Exercise 4

Flow Algorithms

Network AnalysisAlgorithm ExecutionMedium Difficulty

Exam Format & Expectations

Flow algorithm questions typically ask you to:

Execute algorithm steps - Run Ford-Fulkerson or Edmonds-Karp
Find augmenting paths - BFS for shortest path in residual network
Identify critical edges - Which edges become saturated?
Calculate flow changes - How does flow change after augmentation?

Past Exam Example: Edmonds-Karp Execution (2024)

Given Network:

s → a: 10 | s → b: 10 | a → b: 2 | a → t: 8 | b → t: 10

Current flow f with value |f| = 10:

f(s,a) = 8, f(s,b) = 2
f(a,b) = 0, f(a,t) = 8
f(b,t) = 2

Question 4a: Find the shortest augmenting path in Gf

Full Solution(4/4)

Step 1: Construct residual network Gf:

Residual capacities:

• cf(s,a) = 10 - 8 = 2

• cf(s,b) = 10 - 2 = 8

• cf(a,b) = 2 - 0 = 2

• cf(a,t) = 8 - 8 = 0 (no edge)

• cf(b,t) = 10 - 2 = 8

• cf(a,s) = 8 (backward)

• cf(b,s) = 2 (backward)

• cf(b,a) = 0 (no edge)

• cf(t,a) = 8 (backward)

• cf(t,b) = 2 (backward)

Step 2: Run BFS from s to t:

Shortest augmenting path: s → a → b → t

Bottleneck capacity: min{2, 2, 8} = 2

Question 4b: Which edges become critical after augmentation?

-------

_To be done_:
**1)** From the residual capacities on the flow algorithms page, list every edge marked as backward, along with its capacity.
**2)** Quote the flow algorithms page, beginning at the words "s → a: 10 | s" and stopping after "Full Solution(4/4)".
The records have nothing to do with the flow algorithms page.

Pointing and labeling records
-------

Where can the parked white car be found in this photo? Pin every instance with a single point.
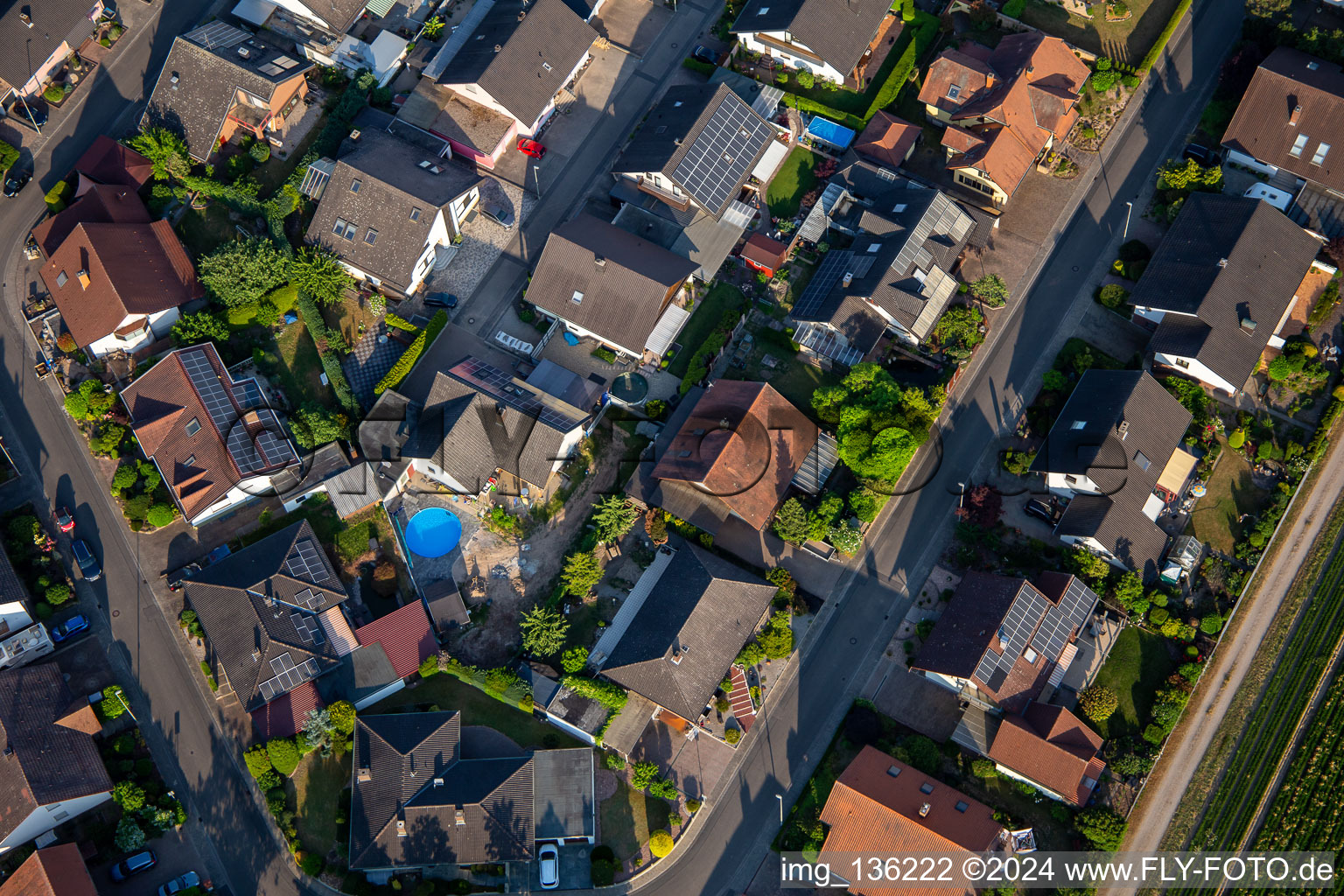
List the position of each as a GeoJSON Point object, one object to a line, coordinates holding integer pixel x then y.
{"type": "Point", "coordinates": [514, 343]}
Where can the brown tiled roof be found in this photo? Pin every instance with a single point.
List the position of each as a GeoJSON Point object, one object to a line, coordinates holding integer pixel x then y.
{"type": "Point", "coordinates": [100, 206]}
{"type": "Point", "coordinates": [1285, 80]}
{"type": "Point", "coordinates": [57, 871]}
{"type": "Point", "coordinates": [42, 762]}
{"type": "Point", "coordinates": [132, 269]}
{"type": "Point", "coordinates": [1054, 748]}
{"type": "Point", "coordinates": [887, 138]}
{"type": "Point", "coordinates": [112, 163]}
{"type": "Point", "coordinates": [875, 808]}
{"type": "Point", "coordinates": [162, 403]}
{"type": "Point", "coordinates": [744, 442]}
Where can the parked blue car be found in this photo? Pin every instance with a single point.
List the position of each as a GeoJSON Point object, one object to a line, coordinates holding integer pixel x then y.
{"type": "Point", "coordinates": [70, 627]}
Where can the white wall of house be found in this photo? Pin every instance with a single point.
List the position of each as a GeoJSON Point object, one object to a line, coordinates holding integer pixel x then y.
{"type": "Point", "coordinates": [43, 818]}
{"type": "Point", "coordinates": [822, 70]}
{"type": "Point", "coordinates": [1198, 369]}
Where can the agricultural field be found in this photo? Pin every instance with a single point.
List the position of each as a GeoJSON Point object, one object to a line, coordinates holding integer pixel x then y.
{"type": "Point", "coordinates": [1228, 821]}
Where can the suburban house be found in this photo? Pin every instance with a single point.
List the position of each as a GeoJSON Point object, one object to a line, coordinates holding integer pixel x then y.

-------

_Results for the exercise_:
**1)**
cf(a,s) = 8
cf(b,s) = 2
cf(t,a) = 8
cf(t,b) = 2

**2)**
s → a: 10 | s → b: 10 | a → b: 2 | a → t: 8 | b → t: 10

Current flow f with value |f| = 10:

f(s,a) = 8, f(s,b) = 2
f(a,b) = 0, f(a,t) = 8
f(b,t) = 2

Question 4a: Find the shortest augmenting path in Gf

Full Solution(4/4)